INFORMATION GIVEN:
^^^^^^^^

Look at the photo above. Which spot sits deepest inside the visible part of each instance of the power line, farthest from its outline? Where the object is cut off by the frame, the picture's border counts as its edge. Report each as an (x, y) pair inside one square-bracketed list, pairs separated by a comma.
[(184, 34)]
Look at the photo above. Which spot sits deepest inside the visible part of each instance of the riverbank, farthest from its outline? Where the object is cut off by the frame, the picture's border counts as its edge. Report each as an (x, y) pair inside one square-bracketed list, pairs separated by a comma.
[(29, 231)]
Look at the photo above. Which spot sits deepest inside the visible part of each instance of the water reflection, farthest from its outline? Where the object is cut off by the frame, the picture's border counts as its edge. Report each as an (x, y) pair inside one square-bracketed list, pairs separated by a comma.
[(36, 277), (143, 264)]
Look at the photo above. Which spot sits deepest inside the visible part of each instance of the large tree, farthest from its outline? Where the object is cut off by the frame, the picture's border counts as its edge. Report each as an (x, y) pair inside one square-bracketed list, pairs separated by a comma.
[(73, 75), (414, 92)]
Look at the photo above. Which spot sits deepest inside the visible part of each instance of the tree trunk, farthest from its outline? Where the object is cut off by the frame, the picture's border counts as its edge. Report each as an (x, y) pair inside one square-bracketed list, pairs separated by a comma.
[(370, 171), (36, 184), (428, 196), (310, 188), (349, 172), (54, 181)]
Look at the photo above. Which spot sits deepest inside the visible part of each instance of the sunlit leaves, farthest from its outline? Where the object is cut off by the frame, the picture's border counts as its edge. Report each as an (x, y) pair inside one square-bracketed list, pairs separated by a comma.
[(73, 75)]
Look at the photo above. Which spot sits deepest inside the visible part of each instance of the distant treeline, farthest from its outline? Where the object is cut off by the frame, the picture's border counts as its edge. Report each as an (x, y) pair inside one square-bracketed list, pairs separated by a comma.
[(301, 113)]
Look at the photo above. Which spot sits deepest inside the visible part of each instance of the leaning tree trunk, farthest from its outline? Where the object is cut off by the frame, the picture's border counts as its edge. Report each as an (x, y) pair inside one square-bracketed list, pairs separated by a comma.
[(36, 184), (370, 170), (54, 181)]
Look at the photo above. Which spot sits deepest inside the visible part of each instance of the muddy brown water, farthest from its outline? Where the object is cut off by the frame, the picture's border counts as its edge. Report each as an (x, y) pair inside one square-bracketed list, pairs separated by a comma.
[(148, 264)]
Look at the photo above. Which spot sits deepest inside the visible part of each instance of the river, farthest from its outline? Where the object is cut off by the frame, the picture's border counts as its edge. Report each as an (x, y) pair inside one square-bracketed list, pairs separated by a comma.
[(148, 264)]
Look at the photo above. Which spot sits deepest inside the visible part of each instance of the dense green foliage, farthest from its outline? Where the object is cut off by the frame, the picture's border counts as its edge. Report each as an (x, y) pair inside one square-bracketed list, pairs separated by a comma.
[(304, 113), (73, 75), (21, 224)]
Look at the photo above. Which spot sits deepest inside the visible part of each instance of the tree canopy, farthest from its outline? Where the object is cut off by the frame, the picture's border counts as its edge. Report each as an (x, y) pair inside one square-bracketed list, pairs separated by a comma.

^^^^^^^^

TASK PROMPT: Give every line of the rows above as a JSON list of strings, one string per line, leaving out any blank lines.

ANSWER TO THIS EXERCISE:
[
  "Look at the photo above. Which spot sits deepest inside the visible part of each instance of the power line, farthest from its outline? Where the object is cut off by the frame, the picture's border counts as its edge. Report each as an (x, y) pair inside one square-bracketed list, pairs separated by a comma.",
  "[(184, 34)]",
  "Look at the photo above. Which spot sits deepest inside the visible part of each instance of the riverbank, farthest from its outline? Where the object is cut off by the frame, the picture's border counts as its edge. Report each as an (x, y) pair inside one square-bracketed list, pairs separated by a comma.",
  "[(29, 231)]",
  "Look at the photo above. Which spot sits deepest inside the visible part of each instance of the water reflection, farthest from its outline? Where the object is cut off by the frame, the picture's border counts as its edge. Report each as an (x, y) pair inside one square-bracketed list, pairs separated by a comma.",
  "[(36, 277), (143, 264)]",
  "Look at the photo above. Which spot sits deepest inside the visible part of each instance of the large tree, farthest from its outline? Where the object is cut off by the frame, the picture's border counts as its edge. Report each as an (x, y) pair inside one square-bracketed list, pairs separated by a comma.",
  "[(73, 75), (414, 92)]",
  "Look at the photo above. Which spot sits deepest inside the visible part of each instance of the tree trunk, farthest from its outline? Where the object is cut off by the frame, the picture's border counts as its edge. Report each as an (x, y) pair inside one square-bracketed list, pairs separated by a comma.",
  "[(370, 171), (36, 184), (428, 196), (310, 188), (349, 172), (54, 181)]",
  "Look at the photo above. Which spot sits deepest inside the visible part of each instance of the sunlit leaves, farthest from its outline? Where the object is cut off by the frame, the picture's border counts as its edge. Report each as an (x, y) pair inside one square-bracketed list, pairs separated by a comma.",
  "[(73, 75)]",
  "Look at the photo above. Which spot sits deepest inside the visible part of each instance of the distant treeline, farthest from its outline? Where the object is cut off by the frame, the picture's border counts as its edge. Report each as an (x, y) pair inside one square-bracketed list, pairs separated by a comma.",
  "[(301, 113)]",
  "Look at the photo above. Which spot sits deepest inside the visible part of each instance of the leaning tree trunk, farthest from its outline? Where the object is cut off by the frame, the picture's border counts as its edge. Report each as an (x, y) pair inside one square-bracketed list, pairs separated by a comma.",
  "[(36, 184), (370, 170), (54, 181)]",
  "Look at the photo above. Which spot sits deepest inside the visible part of each instance of the muddy brown water, farthest from its outline? Where the object is cut off by the frame, the picture's border counts as its edge. Report each as an (x, y) pair inside one square-bracketed list, pairs separated by a comma.",
  "[(148, 264)]",
  "Look at the photo above. Which spot sits deepest inside the visible part of each instance of the river, farthest from its outline? Where the object is cut off by the frame, the picture's border counts as its edge. Report each as an (x, y) pair inside one square-bracketed list, pairs separated by a comma.",
  "[(148, 264)]",
  "Look at the photo above. Which spot sits deepest inside the visible part of each instance of the dense green foliage, farthest from its outline? Where the object is cut off by the frame, the picture's border counts as its edge. Report each as an (x, y) pair inside one square-bracketed list, pairs separated by a comma.",
  "[(304, 113), (73, 75), (21, 224)]",
  "Look at the photo above. Which spot sits deepest inside the visible part of each instance of the tree canopy, farthest from its outline? Where the object is cut off by the frame, the picture's border counts as its edge. Report each as an (x, y) pair inside one square-bracketed list, pairs separated by a comma."
]